___ Available records ___

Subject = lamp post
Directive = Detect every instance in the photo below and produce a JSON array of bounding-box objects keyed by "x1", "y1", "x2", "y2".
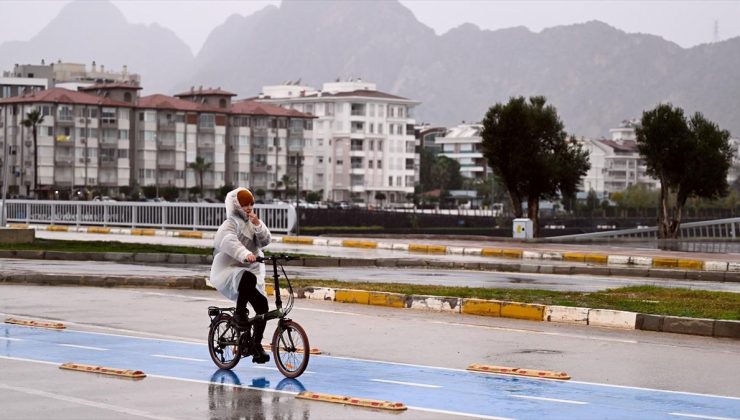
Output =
[{"x1": 0, "y1": 105, "x2": 10, "y2": 227}]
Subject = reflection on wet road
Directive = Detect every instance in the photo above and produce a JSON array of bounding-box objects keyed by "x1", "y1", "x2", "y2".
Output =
[{"x1": 0, "y1": 324, "x2": 740, "y2": 419}]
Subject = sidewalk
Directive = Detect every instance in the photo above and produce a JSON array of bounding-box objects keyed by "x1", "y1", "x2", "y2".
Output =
[
  {"x1": 11, "y1": 225, "x2": 740, "y2": 281},
  {"x1": 0, "y1": 225, "x2": 740, "y2": 339}
]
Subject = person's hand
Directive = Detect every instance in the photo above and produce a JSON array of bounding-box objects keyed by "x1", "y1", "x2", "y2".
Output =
[{"x1": 248, "y1": 211, "x2": 260, "y2": 226}]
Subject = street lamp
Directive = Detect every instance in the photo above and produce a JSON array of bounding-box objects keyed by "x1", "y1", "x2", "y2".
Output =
[{"x1": 0, "y1": 105, "x2": 10, "y2": 227}]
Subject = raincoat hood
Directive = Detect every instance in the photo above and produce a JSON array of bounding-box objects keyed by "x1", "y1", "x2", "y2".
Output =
[{"x1": 224, "y1": 187, "x2": 247, "y2": 220}]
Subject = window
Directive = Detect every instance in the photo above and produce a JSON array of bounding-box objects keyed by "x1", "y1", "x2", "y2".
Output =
[{"x1": 198, "y1": 114, "x2": 216, "y2": 128}]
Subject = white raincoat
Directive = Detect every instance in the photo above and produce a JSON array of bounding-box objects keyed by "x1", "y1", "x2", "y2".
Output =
[{"x1": 211, "y1": 188, "x2": 272, "y2": 301}]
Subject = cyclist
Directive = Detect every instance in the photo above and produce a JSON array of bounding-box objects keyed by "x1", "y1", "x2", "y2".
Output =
[{"x1": 211, "y1": 188, "x2": 272, "y2": 363}]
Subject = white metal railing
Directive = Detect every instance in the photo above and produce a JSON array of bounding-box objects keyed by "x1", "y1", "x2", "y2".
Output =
[
  {"x1": 542, "y1": 217, "x2": 740, "y2": 242},
  {"x1": 0, "y1": 200, "x2": 296, "y2": 233}
]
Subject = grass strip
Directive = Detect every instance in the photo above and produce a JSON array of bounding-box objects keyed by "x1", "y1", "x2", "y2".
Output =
[
  {"x1": 0, "y1": 238, "x2": 320, "y2": 258},
  {"x1": 0, "y1": 238, "x2": 213, "y2": 255},
  {"x1": 282, "y1": 279, "x2": 740, "y2": 320}
]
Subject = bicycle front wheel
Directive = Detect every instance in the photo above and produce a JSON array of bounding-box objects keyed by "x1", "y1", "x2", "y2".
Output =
[
  {"x1": 208, "y1": 315, "x2": 241, "y2": 369},
  {"x1": 272, "y1": 321, "x2": 311, "y2": 378}
]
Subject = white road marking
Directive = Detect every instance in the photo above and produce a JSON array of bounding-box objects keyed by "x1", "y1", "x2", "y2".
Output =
[
  {"x1": 252, "y1": 366, "x2": 316, "y2": 375},
  {"x1": 0, "y1": 383, "x2": 171, "y2": 420},
  {"x1": 406, "y1": 405, "x2": 514, "y2": 420},
  {"x1": 370, "y1": 379, "x2": 442, "y2": 388},
  {"x1": 58, "y1": 344, "x2": 110, "y2": 351},
  {"x1": 668, "y1": 413, "x2": 737, "y2": 420},
  {"x1": 512, "y1": 395, "x2": 588, "y2": 404},
  {"x1": 152, "y1": 354, "x2": 210, "y2": 362},
  {"x1": 431, "y1": 321, "x2": 639, "y2": 344},
  {"x1": 0, "y1": 312, "x2": 740, "y2": 404}
]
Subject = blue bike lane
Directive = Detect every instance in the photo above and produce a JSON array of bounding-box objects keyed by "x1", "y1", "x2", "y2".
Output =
[{"x1": 0, "y1": 324, "x2": 740, "y2": 419}]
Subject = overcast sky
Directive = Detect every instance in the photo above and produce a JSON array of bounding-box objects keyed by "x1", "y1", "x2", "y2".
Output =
[{"x1": 0, "y1": 0, "x2": 740, "y2": 54}]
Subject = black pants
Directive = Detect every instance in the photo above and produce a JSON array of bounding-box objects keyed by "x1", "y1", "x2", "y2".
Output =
[{"x1": 236, "y1": 271, "x2": 269, "y2": 344}]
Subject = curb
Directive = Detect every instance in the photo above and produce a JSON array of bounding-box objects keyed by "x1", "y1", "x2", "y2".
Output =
[
  {"x1": 0, "y1": 250, "x2": 740, "y2": 283},
  {"x1": 0, "y1": 274, "x2": 740, "y2": 339},
  {"x1": 15, "y1": 224, "x2": 740, "y2": 273},
  {"x1": 284, "y1": 287, "x2": 740, "y2": 339}
]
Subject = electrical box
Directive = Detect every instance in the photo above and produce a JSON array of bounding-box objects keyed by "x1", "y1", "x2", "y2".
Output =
[{"x1": 513, "y1": 219, "x2": 534, "y2": 239}]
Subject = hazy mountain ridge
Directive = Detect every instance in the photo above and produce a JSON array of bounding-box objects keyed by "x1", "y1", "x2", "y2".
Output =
[
  {"x1": 0, "y1": 1, "x2": 194, "y2": 92},
  {"x1": 0, "y1": 0, "x2": 740, "y2": 137}
]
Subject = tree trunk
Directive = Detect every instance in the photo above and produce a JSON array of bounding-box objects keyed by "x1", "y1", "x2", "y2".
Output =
[
  {"x1": 668, "y1": 189, "x2": 688, "y2": 239},
  {"x1": 527, "y1": 197, "x2": 540, "y2": 238},
  {"x1": 657, "y1": 179, "x2": 670, "y2": 239}
]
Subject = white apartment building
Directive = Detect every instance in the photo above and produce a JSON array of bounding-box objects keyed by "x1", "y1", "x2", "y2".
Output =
[
  {"x1": 9, "y1": 60, "x2": 141, "y2": 90},
  {"x1": 0, "y1": 75, "x2": 49, "y2": 99},
  {"x1": 256, "y1": 80, "x2": 419, "y2": 205},
  {"x1": 435, "y1": 123, "x2": 491, "y2": 179},
  {"x1": 0, "y1": 83, "x2": 313, "y2": 198},
  {"x1": 581, "y1": 120, "x2": 660, "y2": 197},
  {"x1": 0, "y1": 88, "x2": 132, "y2": 196}
]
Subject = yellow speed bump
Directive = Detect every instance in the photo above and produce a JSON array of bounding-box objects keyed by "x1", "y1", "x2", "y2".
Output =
[
  {"x1": 59, "y1": 363, "x2": 146, "y2": 379},
  {"x1": 176, "y1": 230, "x2": 203, "y2": 239},
  {"x1": 87, "y1": 226, "x2": 110, "y2": 233},
  {"x1": 5, "y1": 318, "x2": 67, "y2": 330},
  {"x1": 296, "y1": 391, "x2": 406, "y2": 411},
  {"x1": 342, "y1": 239, "x2": 378, "y2": 248},
  {"x1": 283, "y1": 236, "x2": 313, "y2": 245},
  {"x1": 262, "y1": 343, "x2": 321, "y2": 354},
  {"x1": 468, "y1": 364, "x2": 570, "y2": 380}
]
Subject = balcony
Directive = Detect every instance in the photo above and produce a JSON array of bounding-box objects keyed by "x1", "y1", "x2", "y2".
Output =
[
  {"x1": 100, "y1": 118, "x2": 118, "y2": 128},
  {"x1": 99, "y1": 156, "x2": 118, "y2": 168},
  {"x1": 157, "y1": 139, "x2": 175, "y2": 150},
  {"x1": 54, "y1": 155, "x2": 75, "y2": 166}
]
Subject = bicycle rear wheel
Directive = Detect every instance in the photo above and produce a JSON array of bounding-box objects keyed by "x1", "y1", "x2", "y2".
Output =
[
  {"x1": 208, "y1": 315, "x2": 241, "y2": 369},
  {"x1": 272, "y1": 321, "x2": 311, "y2": 378}
]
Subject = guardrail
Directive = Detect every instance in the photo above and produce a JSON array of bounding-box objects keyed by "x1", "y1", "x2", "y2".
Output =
[
  {"x1": 542, "y1": 217, "x2": 740, "y2": 242},
  {"x1": 0, "y1": 200, "x2": 297, "y2": 233}
]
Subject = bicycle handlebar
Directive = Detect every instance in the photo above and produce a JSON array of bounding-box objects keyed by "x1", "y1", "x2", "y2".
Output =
[{"x1": 256, "y1": 254, "x2": 298, "y2": 262}]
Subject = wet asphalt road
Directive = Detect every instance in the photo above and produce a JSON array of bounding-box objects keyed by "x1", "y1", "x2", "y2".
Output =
[{"x1": 0, "y1": 285, "x2": 740, "y2": 419}]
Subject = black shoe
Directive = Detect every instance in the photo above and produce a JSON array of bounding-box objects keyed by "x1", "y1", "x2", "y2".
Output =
[
  {"x1": 231, "y1": 313, "x2": 249, "y2": 330},
  {"x1": 251, "y1": 343, "x2": 270, "y2": 364}
]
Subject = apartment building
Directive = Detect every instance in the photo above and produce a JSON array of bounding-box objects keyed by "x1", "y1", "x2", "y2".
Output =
[
  {"x1": 0, "y1": 88, "x2": 132, "y2": 198},
  {"x1": 255, "y1": 80, "x2": 419, "y2": 205},
  {"x1": 580, "y1": 120, "x2": 660, "y2": 197},
  {"x1": 9, "y1": 60, "x2": 141, "y2": 90},
  {"x1": 0, "y1": 83, "x2": 312, "y2": 198},
  {"x1": 0, "y1": 74, "x2": 49, "y2": 99},
  {"x1": 436, "y1": 123, "x2": 491, "y2": 179}
]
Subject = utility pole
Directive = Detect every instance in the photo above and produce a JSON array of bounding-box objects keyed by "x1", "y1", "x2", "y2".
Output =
[
  {"x1": 0, "y1": 105, "x2": 10, "y2": 227},
  {"x1": 295, "y1": 152, "x2": 301, "y2": 235}
]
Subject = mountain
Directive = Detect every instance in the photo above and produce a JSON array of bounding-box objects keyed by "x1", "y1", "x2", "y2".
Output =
[
  {"x1": 0, "y1": 0, "x2": 740, "y2": 137},
  {"x1": 0, "y1": 1, "x2": 194, "y2": 92},
  {"x1": 180, "y1": 0, "x2": 740, "y2": 137}
]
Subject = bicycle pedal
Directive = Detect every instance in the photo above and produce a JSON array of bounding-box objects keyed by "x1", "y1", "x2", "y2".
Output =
[{"x1": 252, "y1": 354, "x2": 270, "y2": 365}]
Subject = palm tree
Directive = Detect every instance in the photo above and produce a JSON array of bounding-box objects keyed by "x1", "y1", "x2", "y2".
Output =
[
  {"x1": 188, "y1": 156, "x2": 213, "y2": 196},
  {"x1": 21, "y1": 109, "x2": 44, "y2": 196}
]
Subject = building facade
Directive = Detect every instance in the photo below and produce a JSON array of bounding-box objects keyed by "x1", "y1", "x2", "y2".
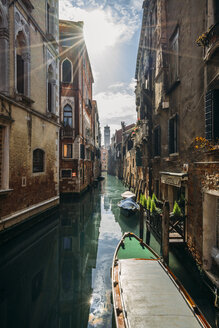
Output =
[
  {"x1": 104, "y1": 125, "x2": 110, "y2": 148},
  {"x1": 133, "y1": 0, "x2": 219, "y2": 287},
  {"x1": 108, "y1": 122, "x2": 135, "y2": 182},
  {"x1": 59, "y1": 20, "x2": 100, "y2": 194},
  {"x1": 0, "y1": 0, "x2": 59, "y2": 230},
  {"x1": 101, "y1": 147, "x2": 108, "y2": 172}
]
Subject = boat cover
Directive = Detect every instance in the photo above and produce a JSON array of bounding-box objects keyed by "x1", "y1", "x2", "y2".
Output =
[
  {"x1": 118, "y1": 198, "x2": 139, "y2": 211},
  {"x1": 119, "y1": 259, "x2": 201, "y2": 328},
  {"x1": 121, "y1": 191, "x2": 135, "y2": 198}
]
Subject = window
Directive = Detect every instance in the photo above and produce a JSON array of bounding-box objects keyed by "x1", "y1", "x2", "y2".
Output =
[
  {"x1": 63, "y1": 237, "x2": 72, "y2": 250},
  {"x1": 0, "y1": 125, "x2": 10, "y2": 190},
  {"x1": 0, "y1": 126, "x2": 3, "y2": 190},
  {"x1": 63, "y1": 105, "x2": 72, "y2": 128},
  {"x1": 0, "y1": 11, "x2": 9, "y2": 92},
  {"x1": 47, "y1": 65, "x2": 56, "y2": 113},
  {"x1": 168, "y1": 115, "x2": 178, "y2": 154},
  {"x1": 128, "y1": 139, "x2": 133, "y2": 151},
  {"x1": 62, "y1": 59, "x2": 72, "y2": 83},
  {"x1": 60, "y1": 313, "x2": 72, "y2": 328},
  {"x1": 136, "y1": 148, "x2": 142, "y2": 166},
  {"x1": 46, "y1": 2, "x2": 55, "y2": 35},
  {"x1": 16, "y1": 32, "x2": 29, "y2": 95},
  {"x1": 154, "y1": 126, "x2": 161, "y2": 156},
  {"x1": 80, "y1": 144, "x2": 85, "y2": 159},
  {"x1": 63, "y1": 144, "x2": 72, "y2": 158},
  {"x1": 205, "y1": 89, "x2": 219, "y2": 140},
  {"x1": 214, "y1": 0, "x2": 219, "y2": 24},
  {"x1": 33, "y1": 149, "x2": 45, "y2": 173},
  {"x1": 170, "y1": 27, "x2": 179, "y2": 85},
  {"x1": 31, "y1": 271, "x2": 43, "y2": 301},
  {"x1": 61, "y1": 170, "x2": 72, "y2": 178}
]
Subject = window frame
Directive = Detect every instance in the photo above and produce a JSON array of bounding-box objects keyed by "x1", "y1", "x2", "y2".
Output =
[
  {"x1": 153, "y1": 125, "x2": 161, "y2": 157},
  {"x1": 60, "y1": 169, "x2": 72, "y2": 179},
  {"x1": 168, "y1": 114, "x2": 179, "y2": 155},
  {"x1": 63, "y1": 104, "x2": 73, "y2": 129},
  {"x1": 32, "y1": 148, "x2": 46, "y2": 174},
  {"x1": 62, "y1": 142, "x2": 73, "y2": 159},
  {"x1": 0, "y1": 124, "x2": 10, "y2": 190},
  {"x1": 169, "y1": 25, "x2": 179, "y2": 87},
  {"x1": 61, "y1": 57, "x2": 73, "y2": 84}
]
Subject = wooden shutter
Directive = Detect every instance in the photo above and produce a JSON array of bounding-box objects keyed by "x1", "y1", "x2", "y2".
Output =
[
  {"x1": 205, "y1": 90, "x2": 213, "y2": 140},
  {"x1": 212, "y1": 89, "x2": 219, "y2": 141},
  {"x1": 168, "y1": 119, "x2": 174, "y2": 154},
  {"x1": 80, "y1": 144, "x2": 85, "y2": 159},
  {"x1": 205, "y1": 89, "x2": 219, "y2": 140},
  {"x1": 48, "y1": 82, "x2": 52, "y2": 113},
  {"x1": 136, "y1": 148, "x2": 142, "y2": 166},
  {"x1": 17, "y1": 55, "x2": 24, "y2": 94},
  {"x1": 173, "y1": 114, "x2": 178, "y2": 153}
]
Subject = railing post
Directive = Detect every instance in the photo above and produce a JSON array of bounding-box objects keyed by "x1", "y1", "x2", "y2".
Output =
[{"x1": 162, "y1": 201, "x2": 170, "y2": 265}]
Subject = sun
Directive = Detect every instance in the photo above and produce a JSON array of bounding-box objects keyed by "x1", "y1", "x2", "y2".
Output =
[{"x1": 84, "y1": 9, "x2": 121, "y2": 55}]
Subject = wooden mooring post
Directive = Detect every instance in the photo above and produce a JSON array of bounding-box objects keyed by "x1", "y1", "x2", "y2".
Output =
[
  {"x1": 139, "y1": 204, "x2": 144, "y2": 239},
  {"x1": 161, "y1": 201, "x2": 170, "y2": 265}
]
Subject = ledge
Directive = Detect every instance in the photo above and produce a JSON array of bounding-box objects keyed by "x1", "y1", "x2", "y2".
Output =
[
  {"x1": 0, "y1": 189, "x2": 14, "y2": 196},
  {"x1": 170, "y1": 153, "x2": 179, "y2": 157},
  {"x1": 0, "y1": 196, "x2": 59, "y2": 224},
  {"x1": 166, "y1": 80, "x2": 180, "y2": 95}
]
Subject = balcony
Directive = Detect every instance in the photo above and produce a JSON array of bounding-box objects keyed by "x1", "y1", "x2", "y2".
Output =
[
  {"x1": 61, "y1": 126, "x2": 75, "y2": 138},
  {"x1": 205, "y1": 22, "x2": 219, "y2": 61},
  {"x1": 196, "y1": 22, "x2": 219, "y2": 61},
  {"x1": 132, "y1": 120, "x2": 149, "y2": 146},
  {"x1": 85, "y1": 98, "x2": 92, "y2": 111}
]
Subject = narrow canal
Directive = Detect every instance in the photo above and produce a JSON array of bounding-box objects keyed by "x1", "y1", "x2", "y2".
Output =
[{"x1": 0, "y1": 176, "x2": 217, "y2": 328}]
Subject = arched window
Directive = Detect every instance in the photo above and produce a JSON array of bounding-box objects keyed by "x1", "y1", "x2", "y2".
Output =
[
  {"x1": 16, "y1": 32, "x2": 27, "y2": 94},
  {"x1": 63, "y1": 105, "x2": 72, "y2": 128},
  {"x1": 0, "y1": 8, "x2": 9, "y2": 93},
  {"x1": 33, "y1": 148, "x2": 45, "y2": 173},
  {"x1": 62, "y1": 59, "x2": 72, "y2": 83},
  {"x1": 47, "y1": 65, "x2": 55, "y2": 113}
]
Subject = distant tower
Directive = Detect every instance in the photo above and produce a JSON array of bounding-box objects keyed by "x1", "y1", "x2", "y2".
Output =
[{"x1": 104, "y1": 125, "x2": 110, "y2": 148}]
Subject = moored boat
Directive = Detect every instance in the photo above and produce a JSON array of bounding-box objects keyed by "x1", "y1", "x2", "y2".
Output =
[
  {"x1": 121, "y1": 190, "x2": 136, "y2": 200},
  {"x1": 118, "y1": 198, "x2": 139, "y2": 216},
  {"x1": 112, "y1": 233, "x2": 211, "y2": 328}
]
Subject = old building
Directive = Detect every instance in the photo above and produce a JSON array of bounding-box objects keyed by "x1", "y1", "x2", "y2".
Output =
[
  {"x1": 108, "y1": 122, "x2": 135, "y2": 182},
  {"x1": 104, "y1": 125, "x2": 110, "y2": 148},
  {"x1": 0, "y1": 0, "x2": 59, "y2": 230},
  {"x1": 92, "y1": 100, "x2": 101, "y2": 179},
  {"x1": 100, "y1": 147, "x2": 108, "y2": 172},
  {"x1": 134, "y1": 0, "x2": 219, "y2": 287},
  {"x1": 59, "y1": 20, "x2": 99, "y2": 193}
]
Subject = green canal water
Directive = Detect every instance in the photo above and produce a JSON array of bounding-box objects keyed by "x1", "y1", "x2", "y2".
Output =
[{"x1": 0, "y1": 175, "x2": 217, "y2": 328}]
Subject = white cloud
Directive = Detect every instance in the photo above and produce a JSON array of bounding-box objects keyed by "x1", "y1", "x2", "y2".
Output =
[
  {"x1": 59, "y1": 0, "x2": 139, "y2": 57},
  {"x1": 95, "y1": 83, "x2": 136, "y2": 135}
]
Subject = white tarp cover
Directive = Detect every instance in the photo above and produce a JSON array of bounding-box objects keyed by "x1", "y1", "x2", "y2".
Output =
[
  {"x1": 119, "y1": 259, "x2": 201, "y2": 328},
  {"x1": 121, "y1": 191, "x2": 135, "y2": 198}
]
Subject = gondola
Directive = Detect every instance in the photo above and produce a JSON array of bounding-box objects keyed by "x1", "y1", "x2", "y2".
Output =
[
  {"x1": 112, "y1": 233, "x2": 211, "y2": 328},
  {"x1": 118, "y1": 198, "x2": 139, "y2": 216}
]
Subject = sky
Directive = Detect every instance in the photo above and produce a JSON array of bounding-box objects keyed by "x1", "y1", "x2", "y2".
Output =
[{"x1": 59, "y1": 0, "x2": 143, "y2": 137}]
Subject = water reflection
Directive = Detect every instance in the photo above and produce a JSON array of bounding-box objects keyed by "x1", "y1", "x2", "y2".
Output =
[
  {"x1": 59, "y1": 190, "x2": 101, "y2": 328},
  {"x1": 0, "y1": 217, "x2": 59, "y2": 328},
  {"x1": 0, "y1": 176, "x2": 216, "y2": 328}
]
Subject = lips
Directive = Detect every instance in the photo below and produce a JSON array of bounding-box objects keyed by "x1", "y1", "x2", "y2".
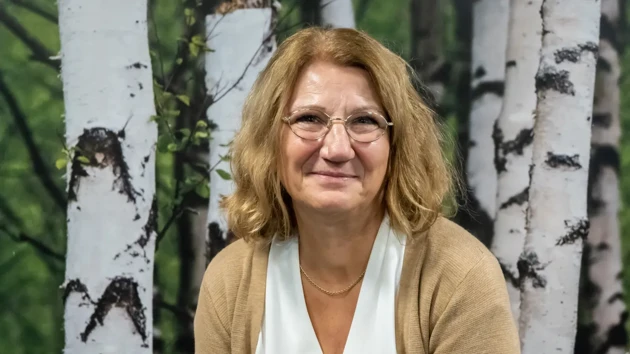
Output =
[{"x1": 311, "y1": 171, "x2": 356, "y2": 178}]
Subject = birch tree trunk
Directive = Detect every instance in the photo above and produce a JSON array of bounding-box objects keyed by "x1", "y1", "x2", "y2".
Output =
[
  {"x1": 206, "y1": 0, "x2": 277, "y2": 262},
  {"x1": 320, "y1": 0, "x2": 356, "y2": 28},
  {"x1": 518, "y1": 0, "x2": 601, "y2": 354},
  {"x1": 59, "y1": 0, "x2": 157, "y2": 354},
  {"x1": 576, "y1": 0, "x2": 628, "y2": 354},
  {"x1": 466, "y1": 0, "x2": 509, "y2": 245},
  {"x1": 410, "y1": 0, "x2": 448, "y2": 109},
  {"x1": 491, "y1": 0, "x2": 542, "y2": 322}
]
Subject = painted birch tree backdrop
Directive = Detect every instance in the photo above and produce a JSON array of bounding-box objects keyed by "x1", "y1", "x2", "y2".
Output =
[{"x1": 0, "y1": 0, "x2": 630, "y2": 354}]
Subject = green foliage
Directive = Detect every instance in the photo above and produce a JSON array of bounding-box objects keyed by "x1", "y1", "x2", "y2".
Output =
[{"x1": 0, "y1": 0, "x2": 630, "y2": 354}]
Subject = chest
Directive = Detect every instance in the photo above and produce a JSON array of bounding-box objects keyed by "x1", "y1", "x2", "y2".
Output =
[
  {"x1": 256, "y1": 218, "x2": 405, "y2": 354},
  {"x1": 304, "y1": 283, "x2": 361, "y2": 354}
]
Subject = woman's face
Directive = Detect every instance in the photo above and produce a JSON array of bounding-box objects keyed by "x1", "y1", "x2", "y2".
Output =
[{"x1": 280, "y1": 61, "x2": 390, "y2": 212}]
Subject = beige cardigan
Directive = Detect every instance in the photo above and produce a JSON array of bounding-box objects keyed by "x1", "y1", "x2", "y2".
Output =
[{"x1": 194, "y1": 218, "x2": 520, "y2": 354}]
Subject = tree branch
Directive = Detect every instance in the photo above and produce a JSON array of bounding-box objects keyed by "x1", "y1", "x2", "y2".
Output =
[
  {"x1": 0, "y1": 225, "x2": 66, "y2": 262},
  {"x1": 355, "y1": 0, "x2": 370, "y2": 24},
  {"x1": 0, "y1": 5, "x2": 60, "y2": 70},
  {"x1": 10, "y1": 0, "x2": 58, "y2": 24},
  {"x1": 0, "y1": 72, "x2": 66, "y2": 210}
]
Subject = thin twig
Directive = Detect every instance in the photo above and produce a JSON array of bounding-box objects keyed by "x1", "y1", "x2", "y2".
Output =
[
  {"x1": 0, "y1": 72, "x2": 67, "y2": 210},
  {"x1": 0, "y1": 5, "x2": 60, "y2": 70}
]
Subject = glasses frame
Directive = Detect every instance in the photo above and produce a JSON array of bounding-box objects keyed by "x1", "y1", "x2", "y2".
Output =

___

> _Task objective_: Count the lines above that contain the string "road", where uppercase and lowercase differ. Reply with the number alone.

> _Exercise answer_: 3